**Source extract:**

((

# 243 loads



## asolde (May 22, 2004)

Looking for a good load for my browning 243 xbolt. I want to be able to kill Texas whitetail with it. Right now I am loading barnes 85gr tsx,38grs accurate 4350, remington large rifle primer. I am getting a clover leaf group. I need a chrony to find out how fast it is moving.


----------



## davidb (May 10, 2006)

85 gr TSX is an awesome bullet. I also like 95 grain Nosler partitions.

As you have found all of the 4350 powders are about ideal for the 243.

VV N560 can get top velocities and reloader 17 should be good as well for maximum velocity. I'll check the Accurate site but that will only give an approximate velocity.


----------



## Screeminreel (Jun 2, 2004)

With groups like you mention and the bullet your using the velocity isn't a major issue unless your shooting to ranges out past 300yds, in that case I would only recommend using a heavier bullet. Put that Barnes in the right spot and go collect your quarry. 

I shot the 85gr Nosler Solid Base for years and took a LOT of deer with it. I bumped up to the 100gr Solid Base after they dropped the line and my supply of 85's ran out. The last load I worked up was using Hodgdon Hybrid, and I was quite pleased at the velocities and groups I got with it. As mentioned the 4350 powders are also an excellent choice as well as 3100 with the heavier bullets. I simply didn't have enough on hand to work up a load then have left overs for hunting season, so I tried the newer stuff. 

Good luck with your hunting, sorry I cannot offer a velocity but with so many variables it would only be a WAG on my part.


----------



## Redfishr (Jul 26, 2004)

What is it you want to change with groups of Barnes like that ?
That bullet will weigh more than most going through an animal....


----------



## B-Money (May 2, 2005)

95 Nosler Ballistic Tip, Imr 4064 Max (+P).

Face on shot at 100# piggie. bullet stopped between the shoulders.


----------



## Salty Dog (Jan 29, 2005)

asolde said:


> Looking for a good load for my browning 243 xbolt. I want to be able to kill Texas whitetail with it. Right now I am loading barnes 85gr tsx,38grs accurate 4350, remington large rifle primer. I am getting a clover leaf group. I need a chrony to find out how fast it is moving.


Looks like you already found one.


----------



## Cap-N-Red (May 21, 2004)

With a load that shoots like that , I'd zero it 2 in. high at 100yrds. That is , if I couldn't shoot at a 200 yrd range. Don't worry about the velocity , it's traveling approx 3000 fps or more. Should be a good load out to 300 yrds for whitetail.


----------



## THE JAMMER (Aug 1, 2005)

I used to load 243's a bunch when my kid was shooting his model 7- sold now and shooting 7mm 08, but here are some of my loads which all shot very well.

1. 85g barnes XXX; 38 gr imr 4320; RP case, 9 1/2 primer, comparator length 3.17
2. Varmint load 55 gr nosler BT's, 45 gr imr 4064, 210 primer, RP AND ww CASES; OAL 2.715

3. 95 GR NOSLER BT'S; 42 GR RL22; 210 PRIMER; RP NICKEL BRASS; COMPARATOR LENGTH 3.253

4. 100 GR NOSLER PARTITION; 42 GR RL 22; 210 PRIMER; RP NICKEL BRASS; COMPARATOR LENGTH 3.248

Both the 100 gr and 95 grain noslers shot to same point of impact, and I shot some 5/8" groups with them.

))

Dataset items:
((

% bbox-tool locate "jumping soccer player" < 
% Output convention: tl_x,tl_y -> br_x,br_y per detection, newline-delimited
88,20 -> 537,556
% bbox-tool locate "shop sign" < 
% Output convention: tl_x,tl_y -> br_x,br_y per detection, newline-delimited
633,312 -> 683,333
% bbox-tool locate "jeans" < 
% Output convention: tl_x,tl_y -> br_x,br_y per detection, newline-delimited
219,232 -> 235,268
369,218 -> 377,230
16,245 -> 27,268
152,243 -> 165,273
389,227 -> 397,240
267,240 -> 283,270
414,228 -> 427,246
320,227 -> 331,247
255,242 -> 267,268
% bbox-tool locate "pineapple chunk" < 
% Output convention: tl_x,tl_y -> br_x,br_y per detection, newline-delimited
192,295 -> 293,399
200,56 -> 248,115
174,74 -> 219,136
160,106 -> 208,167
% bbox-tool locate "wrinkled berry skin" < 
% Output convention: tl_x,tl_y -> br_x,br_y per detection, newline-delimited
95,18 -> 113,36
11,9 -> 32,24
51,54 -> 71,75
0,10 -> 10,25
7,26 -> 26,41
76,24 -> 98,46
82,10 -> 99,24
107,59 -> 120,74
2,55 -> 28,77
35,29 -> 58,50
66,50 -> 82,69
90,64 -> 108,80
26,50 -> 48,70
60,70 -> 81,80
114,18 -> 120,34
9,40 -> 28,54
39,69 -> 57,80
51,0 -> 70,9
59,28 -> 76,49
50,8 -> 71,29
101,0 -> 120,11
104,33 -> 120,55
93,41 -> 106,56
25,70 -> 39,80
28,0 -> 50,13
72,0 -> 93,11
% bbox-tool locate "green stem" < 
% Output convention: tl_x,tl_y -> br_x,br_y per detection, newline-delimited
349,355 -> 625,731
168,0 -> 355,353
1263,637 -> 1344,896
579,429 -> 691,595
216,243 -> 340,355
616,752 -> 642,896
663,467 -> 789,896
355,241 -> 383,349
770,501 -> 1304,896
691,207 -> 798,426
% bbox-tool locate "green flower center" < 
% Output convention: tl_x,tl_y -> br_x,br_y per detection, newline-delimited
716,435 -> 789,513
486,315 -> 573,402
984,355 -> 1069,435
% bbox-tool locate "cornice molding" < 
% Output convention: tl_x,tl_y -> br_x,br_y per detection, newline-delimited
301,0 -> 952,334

))

**Goal:** List the username of every poster in the 243 loads thread above, in the order their posts appear.

**Result of the task:**
asolde
davidb
Screeminreel
Redfishr
B-Money
Salty Dog
Cap-N-Red
THE JAMMER